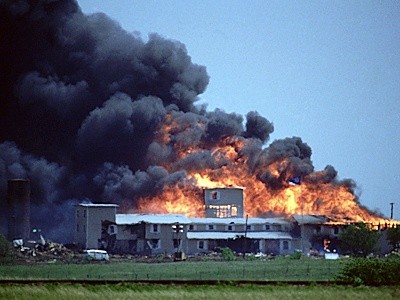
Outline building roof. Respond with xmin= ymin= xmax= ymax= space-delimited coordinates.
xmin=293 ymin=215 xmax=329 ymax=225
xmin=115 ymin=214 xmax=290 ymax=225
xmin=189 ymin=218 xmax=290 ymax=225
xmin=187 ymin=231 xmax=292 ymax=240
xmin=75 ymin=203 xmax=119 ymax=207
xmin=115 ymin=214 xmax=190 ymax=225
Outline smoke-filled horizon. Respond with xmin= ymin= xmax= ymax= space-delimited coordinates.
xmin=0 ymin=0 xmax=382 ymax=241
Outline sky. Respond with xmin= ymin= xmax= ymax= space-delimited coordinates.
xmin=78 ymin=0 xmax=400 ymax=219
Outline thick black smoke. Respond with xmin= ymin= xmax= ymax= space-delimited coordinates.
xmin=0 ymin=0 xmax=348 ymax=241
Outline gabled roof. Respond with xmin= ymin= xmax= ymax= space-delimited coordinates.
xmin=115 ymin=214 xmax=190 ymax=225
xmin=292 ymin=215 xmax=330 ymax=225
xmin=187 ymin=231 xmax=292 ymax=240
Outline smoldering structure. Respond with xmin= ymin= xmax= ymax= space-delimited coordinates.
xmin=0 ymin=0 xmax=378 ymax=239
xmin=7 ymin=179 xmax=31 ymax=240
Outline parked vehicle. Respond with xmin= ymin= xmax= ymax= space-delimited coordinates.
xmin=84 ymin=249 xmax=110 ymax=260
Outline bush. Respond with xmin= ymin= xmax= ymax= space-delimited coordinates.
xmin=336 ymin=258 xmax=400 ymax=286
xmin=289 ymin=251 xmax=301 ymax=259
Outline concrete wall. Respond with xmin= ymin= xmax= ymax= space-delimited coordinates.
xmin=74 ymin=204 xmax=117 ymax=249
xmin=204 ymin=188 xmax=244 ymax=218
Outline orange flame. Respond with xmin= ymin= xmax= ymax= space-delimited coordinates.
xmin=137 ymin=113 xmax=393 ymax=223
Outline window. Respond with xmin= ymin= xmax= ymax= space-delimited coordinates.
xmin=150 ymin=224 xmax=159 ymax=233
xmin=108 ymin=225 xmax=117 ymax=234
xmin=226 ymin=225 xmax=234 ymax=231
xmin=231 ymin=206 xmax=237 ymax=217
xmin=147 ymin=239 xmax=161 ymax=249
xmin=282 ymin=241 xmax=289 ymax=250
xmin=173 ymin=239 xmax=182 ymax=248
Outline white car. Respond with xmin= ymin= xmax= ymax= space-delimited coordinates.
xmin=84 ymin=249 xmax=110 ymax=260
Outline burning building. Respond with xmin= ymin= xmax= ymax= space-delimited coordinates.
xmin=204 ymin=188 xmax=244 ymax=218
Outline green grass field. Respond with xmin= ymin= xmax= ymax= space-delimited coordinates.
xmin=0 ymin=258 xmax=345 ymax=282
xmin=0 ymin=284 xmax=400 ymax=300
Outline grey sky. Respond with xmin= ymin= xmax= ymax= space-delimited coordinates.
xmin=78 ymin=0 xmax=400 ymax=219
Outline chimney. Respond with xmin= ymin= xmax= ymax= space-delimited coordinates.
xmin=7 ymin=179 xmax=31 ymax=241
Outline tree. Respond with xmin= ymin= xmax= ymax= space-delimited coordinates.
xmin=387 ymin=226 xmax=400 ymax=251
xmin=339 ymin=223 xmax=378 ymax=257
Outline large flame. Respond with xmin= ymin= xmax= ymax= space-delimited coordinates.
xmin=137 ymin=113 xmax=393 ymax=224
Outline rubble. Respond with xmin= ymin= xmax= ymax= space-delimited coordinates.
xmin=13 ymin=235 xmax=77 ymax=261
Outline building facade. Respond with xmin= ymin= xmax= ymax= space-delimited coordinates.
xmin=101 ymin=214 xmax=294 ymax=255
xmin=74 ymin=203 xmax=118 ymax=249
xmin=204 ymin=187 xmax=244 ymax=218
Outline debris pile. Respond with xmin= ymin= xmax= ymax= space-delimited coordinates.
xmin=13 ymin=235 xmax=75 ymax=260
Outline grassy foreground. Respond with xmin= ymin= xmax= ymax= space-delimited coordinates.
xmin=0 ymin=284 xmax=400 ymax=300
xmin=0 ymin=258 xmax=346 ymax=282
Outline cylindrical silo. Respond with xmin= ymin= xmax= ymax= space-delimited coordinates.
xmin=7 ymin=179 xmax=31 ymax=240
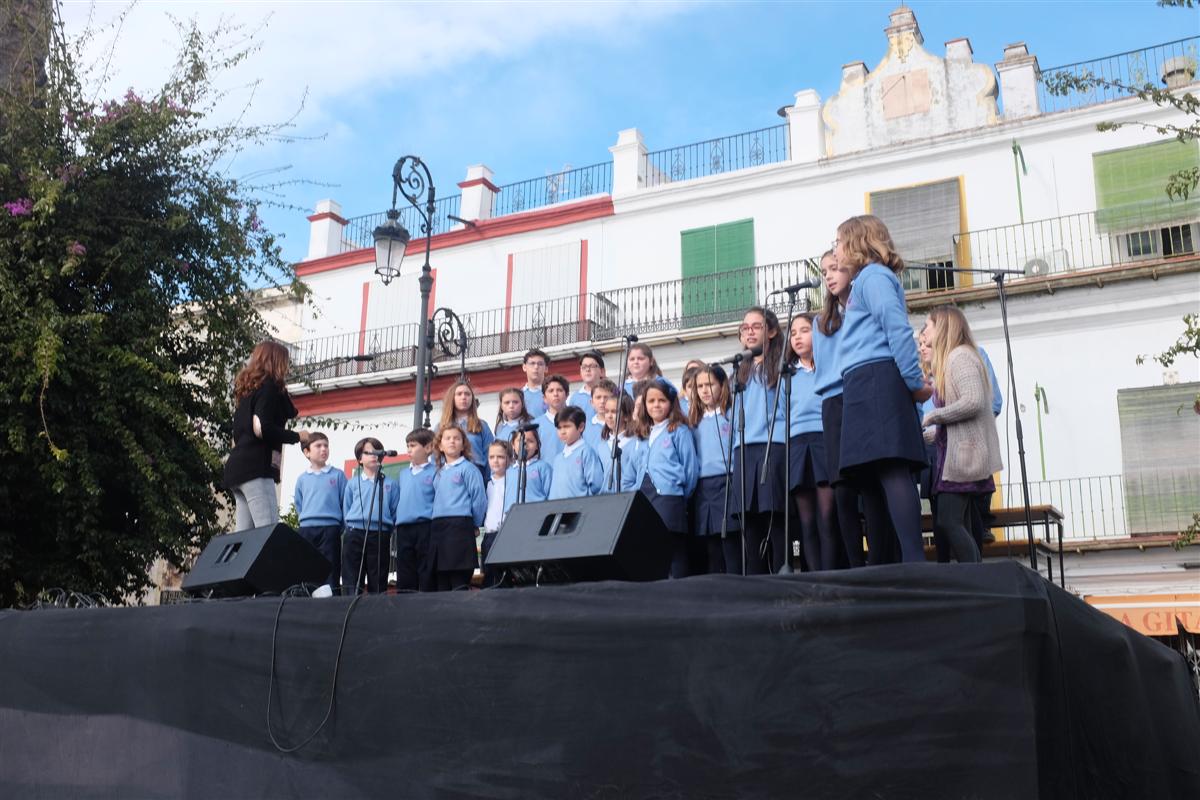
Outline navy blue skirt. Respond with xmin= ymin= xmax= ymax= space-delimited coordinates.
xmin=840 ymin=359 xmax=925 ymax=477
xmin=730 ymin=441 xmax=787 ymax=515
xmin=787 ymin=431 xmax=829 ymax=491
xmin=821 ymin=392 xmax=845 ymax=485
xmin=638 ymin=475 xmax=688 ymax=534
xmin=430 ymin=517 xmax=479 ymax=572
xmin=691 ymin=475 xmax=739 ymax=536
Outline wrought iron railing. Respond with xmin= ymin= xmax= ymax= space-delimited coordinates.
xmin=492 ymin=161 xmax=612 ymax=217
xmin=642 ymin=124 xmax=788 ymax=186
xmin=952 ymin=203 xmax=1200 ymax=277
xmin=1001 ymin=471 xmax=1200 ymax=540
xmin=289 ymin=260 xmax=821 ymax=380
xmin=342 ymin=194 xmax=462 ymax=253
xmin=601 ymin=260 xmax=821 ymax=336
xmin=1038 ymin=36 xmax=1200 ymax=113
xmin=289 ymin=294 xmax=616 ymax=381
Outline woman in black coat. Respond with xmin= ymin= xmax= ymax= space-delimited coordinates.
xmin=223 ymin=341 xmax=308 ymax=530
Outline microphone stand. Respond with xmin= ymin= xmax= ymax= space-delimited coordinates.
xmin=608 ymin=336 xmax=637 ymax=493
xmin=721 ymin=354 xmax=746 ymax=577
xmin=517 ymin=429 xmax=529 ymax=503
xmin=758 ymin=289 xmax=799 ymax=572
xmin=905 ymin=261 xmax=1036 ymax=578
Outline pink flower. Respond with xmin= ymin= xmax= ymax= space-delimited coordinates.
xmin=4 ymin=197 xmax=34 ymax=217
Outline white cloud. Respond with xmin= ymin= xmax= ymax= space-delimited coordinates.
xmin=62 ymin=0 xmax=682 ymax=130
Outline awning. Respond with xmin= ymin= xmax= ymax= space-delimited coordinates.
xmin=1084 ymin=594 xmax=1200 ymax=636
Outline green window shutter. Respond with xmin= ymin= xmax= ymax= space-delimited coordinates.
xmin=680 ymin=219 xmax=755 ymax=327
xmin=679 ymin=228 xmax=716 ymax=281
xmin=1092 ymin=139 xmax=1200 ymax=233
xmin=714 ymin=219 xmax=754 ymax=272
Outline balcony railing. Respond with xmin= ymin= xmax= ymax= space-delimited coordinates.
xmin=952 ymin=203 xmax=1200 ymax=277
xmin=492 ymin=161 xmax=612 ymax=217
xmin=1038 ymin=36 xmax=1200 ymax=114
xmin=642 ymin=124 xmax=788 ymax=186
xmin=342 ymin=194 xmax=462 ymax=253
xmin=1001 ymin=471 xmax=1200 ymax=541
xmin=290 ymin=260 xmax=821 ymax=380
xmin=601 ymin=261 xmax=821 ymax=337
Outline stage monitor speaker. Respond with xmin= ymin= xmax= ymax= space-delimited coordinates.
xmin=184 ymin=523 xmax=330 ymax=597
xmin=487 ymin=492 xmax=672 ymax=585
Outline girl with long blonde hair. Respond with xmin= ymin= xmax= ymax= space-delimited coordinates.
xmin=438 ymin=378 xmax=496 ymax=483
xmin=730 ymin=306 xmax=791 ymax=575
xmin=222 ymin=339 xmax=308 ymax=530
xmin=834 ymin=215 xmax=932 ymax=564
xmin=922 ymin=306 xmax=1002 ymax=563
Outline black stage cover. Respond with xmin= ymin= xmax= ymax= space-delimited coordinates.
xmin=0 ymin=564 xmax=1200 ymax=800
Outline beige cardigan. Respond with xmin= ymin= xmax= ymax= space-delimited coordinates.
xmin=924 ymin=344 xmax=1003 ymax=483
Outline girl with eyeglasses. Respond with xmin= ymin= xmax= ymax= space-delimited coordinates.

# [Problem]
Print the lines from the one containing "Outline awning. Respond" through the one containing "xmin=487 ymin=492 xmax=672 ymax=585", inclusive, exactly as they appear in the records above.

# [Full output]
Outline awning. Respond with xmin= ymin= xmax= ymax= space-delimited coordinates.
xmin=1084 ymin=594 xmax=1200 ymax=636
Outline green window shutter. Respond with xmin= ymin= xmax= ymax= space-delimited coordinates.
xmin=680 ymin=219 xmax=755 ymax=327
xmin=679 ymin=228 xmax=716 ymax=281
xmin=1092 ymin=139 xmax=1200 ymax=233
xmin=714 ymin=219 xmax=754 ymax=272
Outline balcony railing. Respond with xmin= ymin= xmax= ymax= space-delimited coordinates.
xmin=952 ymin=203 xmax=1200 ymax=277
xmin=492 ymin=161 xmax=612 ymax=217
xmin=1038 ymin=36 xmax=1200 ymax=114
xmin=642 ymin=124 xmax=788 ymax=186
xmin=342 ymin=194 xmax=462 ymax=253
xmin=1001 ymin=471 xmax=1200 ymax=541
xmin=290 ymin=260 xmax=821 ymax=380
xmin=601 ymin=261 xmax=821 ymax=337
Outline stage monitor speaker. Respond with xmin= ymin= xmax= ymax= space-delimited coordinates.
xmin=184 ymin=523 xmax=330 ymax=597
xmin=487 ymin=492 xmax=672 ymax=585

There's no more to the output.